▸ TEXT:
○ ○ ○ ○ ○
The BMA will ask junior doctors to vote on proposed improvements to the junior contract in England this week.
The proposals, agreed by NHS Employers, the Department of Health and Social Care and the BMA, will mean a guaranteed annual 2% pay increase for the next four years and safer limits to working hours if junior doctors vote in favour of the proposals.
The referendum will be held from 14 – 25 June and is open to all BMA junior doctor members, medical student members in their final or penultimate year of medical school and junior doctor members from the devolved nations who will be working in England from August.
The deal amounts to £90m worth of investment over a four-year period, from April 2019 to March 2023, and also includes:
- An improvement in rest period entitlements
- An increase to weekend pay rates
- Enhanced rate of pay for doctors working shifts finishing after midnight and by 4AM
- A recognition of training requirements in rostering
- New and increased employer penalties when trainees work beyond the safe limits
The BMA has said if the proposals are rejected by junior doctors, then trainees will continue to work under the current contract terms from 2016, continuing the dispute over those terms.
BMA junior doctors committee chair Dr Jeeves Wijesuriya said the committee has been negotiating for three years for fair changes to the contract.
He added: ‘The BMA has scored major victories for junior doctors by securing enhanced shared parental leave for trainees and extra funding for rest and fatigue facilities around the country, following worrying complaints about over-worked doctors sleeping on floors or being unable to recuperate during night shifts.
‘The proposed deal contains other significant enhancements to further improve the pay, conditions and training opportunities for junior doctors across the NHS and are a result of a new collaborative, constructive negotiation process that has learned from the mistakes of the past.
‘There is of course a great deal more that needs to be done and junior doctors will remain at the forefront of campaigns for a better funded, well-staffed and publicly run health service. We believe these proposals are a major step in the right direction for our workforce and our NHS, and we have endorsed these improvements to our members in the upcoming referendum.’
He added: ‘If agreed we will be working with NHS Employers and the Department of Health and Social Care for these changes to be implemented in England as soon as possible. If rejected at referendum trainees would remain on the current imposed 2016 terms and conditions and remain in dispute.’
Danny Mortimer, chief executive of NHS Employers, said: ‘We welcome the additional investment from the government and NHS England. The agreements reached show the seriousness of all sides to review and improve the contract, to build a safe and constructive way forward for this important part of our workforce.’
○ ○ ○ ○ ○
▸ INFORMATION SUPPLIED:
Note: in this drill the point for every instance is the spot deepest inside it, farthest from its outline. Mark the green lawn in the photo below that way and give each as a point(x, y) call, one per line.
○ ○ ○ ○ ○
Summarize the article on the proposed junior doctors' contract in two sentences.

▸ SOLUTION FOR THIS EXERCISE: The BMA will ask junior doctors to vote from 14 to 25 June on proposed improvements to the junior contract in England, agreed with NHS Employers and the Department of Health and Social Care and worth £90m over four years, including a guaranteed 2% annual pay increase and safer limits on working hours. If the proposals are rejected, trainees will remain on the 2016 terms and the dispute will continue, while BMA junior doctors committee chair Dr Jeeves Wijesuriya calls the deal a major step in the right direction that the committee has endorsed to members.